Region annotation entries:
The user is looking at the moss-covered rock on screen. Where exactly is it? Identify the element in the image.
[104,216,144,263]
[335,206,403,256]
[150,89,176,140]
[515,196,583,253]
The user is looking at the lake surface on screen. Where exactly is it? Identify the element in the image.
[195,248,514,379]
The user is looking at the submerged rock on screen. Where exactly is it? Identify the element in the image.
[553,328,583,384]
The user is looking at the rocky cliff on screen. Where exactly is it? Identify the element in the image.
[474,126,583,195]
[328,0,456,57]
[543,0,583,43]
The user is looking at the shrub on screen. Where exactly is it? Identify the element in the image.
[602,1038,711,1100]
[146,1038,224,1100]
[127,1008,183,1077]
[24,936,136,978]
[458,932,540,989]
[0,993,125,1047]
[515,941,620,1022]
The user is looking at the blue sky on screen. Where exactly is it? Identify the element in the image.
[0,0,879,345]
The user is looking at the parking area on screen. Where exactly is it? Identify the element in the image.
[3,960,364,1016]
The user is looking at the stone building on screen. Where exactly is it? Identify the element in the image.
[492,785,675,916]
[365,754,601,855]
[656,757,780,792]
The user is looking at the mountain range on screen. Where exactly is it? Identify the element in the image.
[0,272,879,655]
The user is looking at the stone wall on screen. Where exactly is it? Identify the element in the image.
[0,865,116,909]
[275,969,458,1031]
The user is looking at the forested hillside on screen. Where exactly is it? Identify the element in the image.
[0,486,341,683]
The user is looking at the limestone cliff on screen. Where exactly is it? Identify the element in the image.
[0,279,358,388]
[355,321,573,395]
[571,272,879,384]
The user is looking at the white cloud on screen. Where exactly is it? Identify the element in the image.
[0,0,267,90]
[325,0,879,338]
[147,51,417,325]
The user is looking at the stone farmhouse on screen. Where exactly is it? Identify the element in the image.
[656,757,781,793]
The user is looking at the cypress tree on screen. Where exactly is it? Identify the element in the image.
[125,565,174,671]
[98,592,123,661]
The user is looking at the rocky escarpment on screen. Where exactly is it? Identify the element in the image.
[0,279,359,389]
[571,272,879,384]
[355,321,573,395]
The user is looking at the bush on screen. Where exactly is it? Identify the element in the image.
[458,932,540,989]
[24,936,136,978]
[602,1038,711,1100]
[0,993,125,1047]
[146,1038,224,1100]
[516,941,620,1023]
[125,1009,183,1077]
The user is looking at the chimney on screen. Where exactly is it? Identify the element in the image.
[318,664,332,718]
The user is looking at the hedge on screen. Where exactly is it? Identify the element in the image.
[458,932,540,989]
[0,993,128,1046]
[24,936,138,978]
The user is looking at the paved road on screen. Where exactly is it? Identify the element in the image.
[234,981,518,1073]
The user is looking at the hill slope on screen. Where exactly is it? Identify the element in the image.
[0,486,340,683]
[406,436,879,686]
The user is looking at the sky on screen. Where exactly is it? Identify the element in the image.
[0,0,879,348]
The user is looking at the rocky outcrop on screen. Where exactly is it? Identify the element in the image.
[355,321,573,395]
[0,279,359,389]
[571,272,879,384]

-- Task description --
Convert all of the records above into a numbered list, omitting any blank lines.

-- Response below --
1. The user is looking at the moss-covered rock on screen. Where exactly is it? Identify the element in the image.
2. [104,216,144,263]
3. [335,206,403,256]
4. [150,89,176,140]
5. [515,196,583,253]
6. The user is looking at the lake surface on screen. Where exactly is it? Identify the element in the image.
7. [195,248,514,379]
8. The user is looking at the submerged rock on screen. Where exactly is it? Identify the element in the image.
9. [553,328,583,384]
10. The user is looking at the rocky cliff on screen. Where exactly is it? Identify the element in the image.
11. [474,126,583,195]
12. [328,0,456,57]
13. [543,0,583,43]
14. The user is looking at the shrub on screen. Where exactly is it? Identify the element in the image.
15. [602,1038,711,1100]
16. [146,1038,224,1100]
17. [127,1008,183,1077]
18. [24,936,136,978]
19. [458,932,540,989]
20. [0,993,125,1047]
21. [515,941,620,1022]
22. The user is looking at the blue sky on screen. Where exactly is it? Identify the element in the image.
23. [0,0,879,345]
24. The user is looking at the parking area on screen. Where exactly is it? Identify the element in the image.
25. [3,960,364,1016]
26. The user is looking at the stone building on screen. Where exactly is it? Identify the element in the image.
27. [492,785,675,916]
28. [365,754,601,855]
29. [656,757,780,792]
30. The user is looking at the mountain range on screen. Where exactly is it? Identify the element in the image.
31. [0,272,879,655]
32. The user is looking at the stone wall on screen. Where exactly is it? Identify the element in the image.
33. [0,865,116,909]
34. [275,969,458,1031]
35. The user is looking at the forested hillside on screen. Where exactly is it? Identify the element in the image.
36. [0,486,341,683]
37. The user is looking at the limestone cliff on screen. Where exactly is it? Identify the element in the image.
38. [0,279,358,388]
39. [355,321,573,395]
40. [571,272,879,384]
41. The user is looking at the white cloud on screen. Where exactly is it? Identify the element in the image.
42. [0,0,267,90]
43. [325,0,879,338]
44. [147,51,417,325]
45. The user is looking at the stone farmhouse on screen. Where exactly is it? Identify the element in the image.
46. [656,757,781,793]
47. The user is looking at the cypress tree on screen. Where exactly is it? Identify the element in the image.
48. [125,565,174,671]
49. [98,592,123,661]
50. The user is looking at the rocky escarpment on screen. Where exactly is it? Identify the element in the image.
51. [0,279,359,389]
52. [571,272,879,384]
53. [355,321,573,395]
54. The user is looking at the bush on screen. Where exactly is it? Identify the element in the image.
55. [458,932,540,989]
56. [24,936,136,978]
57. [602,1038,711,1100]
58. [0,993,125,1047]
59. [146,1038,224,1100]
60. [516,941,620,1023]
61. [125,1009,183,1077]
62. The user is looking at the chimney on screen. Where exactly is it? Identify the element in the image.
63. [318,664,332,718]
64. The user is looking at the hedge on screen. Where exactly is it? Identify the element in the image.
65. [458,932,540,989]
66. [0,993,128,1046]
67. [24,936,138,978]
68. The user is looking at the paved road on screen. Where exactly is it? Identify the element in the image.
69. [234,981,518,1073]
70. The user is looking at the hill slope on screen. Where exactly is it? Identify the element in the image.
71. [0,486,340,683]
72. [406,436,879,686]
73. The user is looking at the sky on screen. Where exactly is it? Identify the element in the image.
74. [0,0,879,348]
75. The user is looking at the rocky outcrop on screen. Where exactly is it? Identify the element in the image.
76. [355,321,573,395]
77. [0,279,359,389]
78. [571,272,879,384]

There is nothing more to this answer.